__Instructions to follow__: Word for word, return every record that follows.

-------------------------

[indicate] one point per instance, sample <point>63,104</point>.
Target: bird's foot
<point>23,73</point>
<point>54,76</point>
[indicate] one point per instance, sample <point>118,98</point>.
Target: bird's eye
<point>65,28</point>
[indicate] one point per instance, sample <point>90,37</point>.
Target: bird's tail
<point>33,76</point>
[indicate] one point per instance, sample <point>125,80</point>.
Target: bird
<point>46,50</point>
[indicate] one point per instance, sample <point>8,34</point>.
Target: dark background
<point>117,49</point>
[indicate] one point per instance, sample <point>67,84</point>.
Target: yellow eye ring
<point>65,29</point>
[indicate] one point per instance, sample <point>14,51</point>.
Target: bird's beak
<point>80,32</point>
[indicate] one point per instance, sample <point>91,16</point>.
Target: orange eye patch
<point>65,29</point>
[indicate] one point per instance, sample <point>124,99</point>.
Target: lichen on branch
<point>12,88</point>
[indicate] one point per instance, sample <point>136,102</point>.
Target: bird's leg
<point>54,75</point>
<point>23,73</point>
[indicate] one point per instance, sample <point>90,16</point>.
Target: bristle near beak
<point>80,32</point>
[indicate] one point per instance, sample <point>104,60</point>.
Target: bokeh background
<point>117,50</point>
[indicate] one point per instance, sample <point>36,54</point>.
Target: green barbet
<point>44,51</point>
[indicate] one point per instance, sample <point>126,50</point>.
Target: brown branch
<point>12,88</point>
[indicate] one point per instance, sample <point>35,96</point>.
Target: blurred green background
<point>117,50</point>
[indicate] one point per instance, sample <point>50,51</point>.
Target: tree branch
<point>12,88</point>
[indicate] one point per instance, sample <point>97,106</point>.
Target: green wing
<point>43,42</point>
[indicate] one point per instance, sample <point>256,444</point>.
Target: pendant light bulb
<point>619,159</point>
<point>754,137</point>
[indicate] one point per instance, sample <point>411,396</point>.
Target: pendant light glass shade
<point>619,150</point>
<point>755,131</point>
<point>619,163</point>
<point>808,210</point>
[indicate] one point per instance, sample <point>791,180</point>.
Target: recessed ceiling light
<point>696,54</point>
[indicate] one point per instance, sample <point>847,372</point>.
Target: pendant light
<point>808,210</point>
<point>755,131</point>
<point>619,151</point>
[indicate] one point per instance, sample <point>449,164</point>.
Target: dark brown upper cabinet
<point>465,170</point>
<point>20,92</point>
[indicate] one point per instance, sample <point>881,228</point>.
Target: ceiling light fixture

-------------------------

__Exercise response__:
[indicate] one point per instance, sample <point>63,104</point>.
Target: bird's foot
<point>23,73</point>
<point>54,76</point>
[indicate] one point per instance, sample <point>118,98</point>.
Target: bird's eye
<point>65,28</point>
[indicate] one point per instance, sample <point>90,37</point>.
Target: bird's tail
<point>33,76</point>
[indicate] one point per instance, sample <point>125,80</point>.
Target: bird
<point>46,50</point>
[indicate] one point per instance, sample <point>8,34</point>.
Target: dark background
<point>117,49</point>
[indicate] one point per instance, sample <point>67,84</point>.
Target: yellow eye ring
<point>65,29</point>
[indicate] one point per instance, sample <point>14,51</point>.
Target: bird's beak
<point>80,32</point>
[indicate] one point per instance, sample <point>91,16</point>.
Target: orange eye patch
<point>65,29</point>
[indicate] one point per instance, sample <point>124,99</point>.
Target: lichen on branch
<point>12,88</point>
[indicate] one point per instance, sample <point>136,102</point>.
Target: bird's leg
<point>54,75</point>
<point>23,73</point>
[indicate] one point per instance, sample <point>90,16</point>.
Target: bristle near beak
<point>80,32</point>
[indicate] one point per instance, sample <point>104,60</point>.
Target: bokeh background
<point>117,50</point>
[indicate] one point per instance, sample <point>36,54</point>.
Target: green barbet
<point>44,51</point>
[indicate] one point per instance, sample <point>126,50</point>.
Target: brown branch
<point>12,88</point>
[indicate] one point per instance, sample <point>35,96</point>.
Target: blurred green background
<point>117,50</point>
[indicate] one point per instance, sample <point>50,51</point>.
Target: tree branch
<point>12,88</point>
[indicate] one point per instance, sample <point>97,106</point>.
Target: green wing
<point>43,42</point>
[indicate] one point per instance, sample <point>256,444</point>.
Target: pendant light bulb
<point>619,159</point>
<point>754,137</point>
[indicate] one point per instance, sample <point>411,396</point>.
Target: pendant light glass shade
<point>619,150</point>
<point>755,131</point>
<point>619,163</point>
<point>808,210</point>
[indicate] one point per instance, sample <point>791,180</point>.
Target: recessed ceiling light
<point>696,54</point>
[indicate] one point per instance, sample <point>847,372</point>.
Target: pendant light
<point>808,210</point>
<point>755,131</point>
<point>619,151</point>
[indicate] one point per instance, sample <point>449,164</point>.
Target: dark brown upper cabinet
<point>465,170</point>
<point>20,92</point>
[indicate] one point per instance, sample <point>881,228</point>.
Target: ceiling light fixture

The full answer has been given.